» **TASK 1**
Transcribe the part of the page on direct speech translation for subtitling from "English > German: model.pt" up to and including "the original Fairseq(-py).".

Direct Speech Translation for Automatic Subtitling

Code and models for the paper "Direct Speech Translation for Automatic Subtitling" published at TACL 2023.

📌 Pretrained models

📎 MuST-Cinema (multilingual)

English > {Dutch, French, German, Italian, Portuguese, Romanian, Spanish}: model.pt | config.yaml | src_vocab.model | src_vocab.txt | tgt_vocab.model | tgt_vocab.txt

📎 Unconstrained (or Constrained setting of IWSLT 2023)

English > German: model.pt | config.yaml | src_vocab.model | src_vocab.txt | tgt_vocab.model | tgt_vocab.txt
English > Spanish: model.pt | config.yaml | src_vocab.model | src_vocab.txt | tgt_vocab.model | tgt_vocab.txt

📍 Preprocess and Setup

Clone this repository and install it as explained in the original Fairseq(-py).

» **TASK 2**
Show every line of the rows that contains the string "carved", matching its case exactly.

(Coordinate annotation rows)
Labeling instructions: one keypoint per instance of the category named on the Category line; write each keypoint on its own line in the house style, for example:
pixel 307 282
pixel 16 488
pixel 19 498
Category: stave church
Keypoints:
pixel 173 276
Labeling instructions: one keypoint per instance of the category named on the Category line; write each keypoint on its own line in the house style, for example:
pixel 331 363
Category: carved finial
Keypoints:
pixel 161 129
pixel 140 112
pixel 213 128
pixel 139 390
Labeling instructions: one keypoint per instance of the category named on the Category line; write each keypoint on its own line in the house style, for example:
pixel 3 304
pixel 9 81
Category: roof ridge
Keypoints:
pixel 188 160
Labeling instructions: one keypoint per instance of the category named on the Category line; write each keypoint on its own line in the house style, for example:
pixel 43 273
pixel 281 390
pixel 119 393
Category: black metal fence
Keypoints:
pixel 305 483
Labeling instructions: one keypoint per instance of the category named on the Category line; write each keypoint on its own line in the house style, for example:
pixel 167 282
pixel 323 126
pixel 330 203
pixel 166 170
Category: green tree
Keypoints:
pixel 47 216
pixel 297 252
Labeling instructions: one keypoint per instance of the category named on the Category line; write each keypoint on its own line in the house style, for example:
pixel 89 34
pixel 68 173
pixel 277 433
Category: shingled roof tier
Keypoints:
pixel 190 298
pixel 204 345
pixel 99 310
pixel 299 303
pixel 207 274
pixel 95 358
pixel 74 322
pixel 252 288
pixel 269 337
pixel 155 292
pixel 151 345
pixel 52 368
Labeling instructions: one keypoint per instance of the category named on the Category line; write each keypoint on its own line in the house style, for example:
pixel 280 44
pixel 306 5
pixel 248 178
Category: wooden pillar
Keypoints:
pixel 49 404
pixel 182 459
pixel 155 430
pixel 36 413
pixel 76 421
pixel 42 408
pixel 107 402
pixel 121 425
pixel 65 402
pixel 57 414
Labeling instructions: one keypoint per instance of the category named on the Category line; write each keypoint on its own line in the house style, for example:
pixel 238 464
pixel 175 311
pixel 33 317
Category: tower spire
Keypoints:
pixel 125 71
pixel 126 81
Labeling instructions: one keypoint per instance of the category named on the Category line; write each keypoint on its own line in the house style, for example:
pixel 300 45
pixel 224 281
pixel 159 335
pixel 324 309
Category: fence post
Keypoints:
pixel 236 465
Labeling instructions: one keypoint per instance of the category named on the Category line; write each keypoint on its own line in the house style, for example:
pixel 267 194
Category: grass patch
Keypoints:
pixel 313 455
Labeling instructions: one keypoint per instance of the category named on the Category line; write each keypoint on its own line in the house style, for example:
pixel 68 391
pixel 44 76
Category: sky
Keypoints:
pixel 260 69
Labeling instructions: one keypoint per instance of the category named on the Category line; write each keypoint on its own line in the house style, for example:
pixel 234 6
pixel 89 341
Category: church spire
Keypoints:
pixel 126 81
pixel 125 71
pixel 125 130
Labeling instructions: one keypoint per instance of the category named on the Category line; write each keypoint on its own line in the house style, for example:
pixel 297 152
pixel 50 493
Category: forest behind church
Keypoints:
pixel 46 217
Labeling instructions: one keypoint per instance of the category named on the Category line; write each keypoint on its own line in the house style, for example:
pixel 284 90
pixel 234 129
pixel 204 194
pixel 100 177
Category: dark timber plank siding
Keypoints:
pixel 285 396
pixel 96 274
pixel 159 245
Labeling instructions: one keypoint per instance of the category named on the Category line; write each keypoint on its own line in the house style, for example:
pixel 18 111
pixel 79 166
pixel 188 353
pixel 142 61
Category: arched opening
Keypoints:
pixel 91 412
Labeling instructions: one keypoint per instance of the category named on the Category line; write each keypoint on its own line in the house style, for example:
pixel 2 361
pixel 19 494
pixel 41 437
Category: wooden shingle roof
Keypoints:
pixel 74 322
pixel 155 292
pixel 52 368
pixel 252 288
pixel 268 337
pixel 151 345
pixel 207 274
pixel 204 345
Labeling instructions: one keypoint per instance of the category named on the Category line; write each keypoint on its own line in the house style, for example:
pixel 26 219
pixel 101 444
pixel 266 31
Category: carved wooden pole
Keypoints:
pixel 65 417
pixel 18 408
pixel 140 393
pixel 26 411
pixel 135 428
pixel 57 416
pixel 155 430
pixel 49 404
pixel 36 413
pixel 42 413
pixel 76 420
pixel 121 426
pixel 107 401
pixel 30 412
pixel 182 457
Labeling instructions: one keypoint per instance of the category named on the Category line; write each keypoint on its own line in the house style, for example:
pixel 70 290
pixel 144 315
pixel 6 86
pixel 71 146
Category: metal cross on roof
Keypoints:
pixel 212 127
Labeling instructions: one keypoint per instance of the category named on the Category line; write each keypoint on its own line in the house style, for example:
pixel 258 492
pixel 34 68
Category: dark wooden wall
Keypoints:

» **COMPLETE ANSWER 1**
English > German: model.pt | config.yaml | src_vocab.model | src_vocab.txt | tgt_vocab.model | tgt_vocab.txt
English > Spanish: model.pt | config.yaml | src_vocab.model | src_vocab.txt | tgt_vocab.model | tgt_vocab.txt

📍 Preprocess and Setup

Clone this repository and install it as explained in the original Fairseq(-py).

» **COMPLETE ANSWER 2**
Category: carved finial
Category: carved wooden pole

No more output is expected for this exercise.